Then the next time I put them on her, about an hour later, she took one step and had a meltdown, desperately trying to pull them off her feet.

I know they fit perfectly.  I know they're well-made.  I know she can walk comfortably in them.  I think that the actual problem might be the toe-seam in her socks, but I'm not sure if I can avoid that.  At any rate, I can't afford to buy a bunch of different shoes to find a pair that works (though I might have to look into some different socks).

So, it's time to be cruel to be kind, and de-sensitise her.  I have some tactile sensitivity myself, and I've chosen that option before too.  Ultimately, she's going to need to wear shoes, and there's no easy way forward for that.

Operation Shoe-Acclimatisation Begins

We started yesterday, at T J Maxx.  I put her in the car barefoot, and put her shoes and socks (and coat) on only once we arrived.  She started shrieking immediately, so I carried her into the store then set her down, and let her go into full on tantrum mode.

The best way for getting my daughter out of a tantrum is to let somebody else deal with it.  She will be so horrified that she'll immediately gain control of herself so she can rush to me.  When I'm on my own, that's not an option.  In those instances, my policy is to crouch down beside her and offer a hug, but she has to get up to receive it, and I'm not waiting around for it.

Yesterday, my conciliatory offer resulted in her screaming the place down.  I gritted my teeth, stood up and browsed the nearby clothing ignoring her.  Eventually, she pulled herself up and came to me, and when I picked her up, she immediately put her head on my shoulder and started sucking her thumb, the surefire sign that the tantrum is over.

I carried her like that for a minute then set her down, and she happily ran all over the store for the next twenty minutes with all footwear on.  Then we got back into the car for a five minute drive to Target--and she pulled her shoes and socks off.  Sure enough, she melted down the moment I tried to put them back on.

• **EXERCISE DATA**

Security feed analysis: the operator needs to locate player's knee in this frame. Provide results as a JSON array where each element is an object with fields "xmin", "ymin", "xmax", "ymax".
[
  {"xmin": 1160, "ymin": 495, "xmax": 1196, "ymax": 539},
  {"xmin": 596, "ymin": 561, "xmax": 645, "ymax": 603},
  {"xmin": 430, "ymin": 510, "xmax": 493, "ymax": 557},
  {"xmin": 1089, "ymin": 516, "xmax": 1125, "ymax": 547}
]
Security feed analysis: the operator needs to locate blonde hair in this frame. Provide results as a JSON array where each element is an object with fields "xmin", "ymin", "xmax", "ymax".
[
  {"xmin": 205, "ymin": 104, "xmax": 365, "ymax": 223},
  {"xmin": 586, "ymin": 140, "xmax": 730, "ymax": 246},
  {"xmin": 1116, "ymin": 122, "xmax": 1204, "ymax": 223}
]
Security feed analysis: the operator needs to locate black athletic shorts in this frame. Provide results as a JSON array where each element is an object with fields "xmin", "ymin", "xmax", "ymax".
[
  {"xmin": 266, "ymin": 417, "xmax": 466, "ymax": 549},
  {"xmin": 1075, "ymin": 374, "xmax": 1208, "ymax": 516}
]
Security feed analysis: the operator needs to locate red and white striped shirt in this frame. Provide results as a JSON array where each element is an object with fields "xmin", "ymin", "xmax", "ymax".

• **WHAT TO WORK ON**
In the account of getting the daughter used to wearing shoes, what does the writer think might be the actual problem?

• **TASK SOLUTION**
The toe-seam in her socks.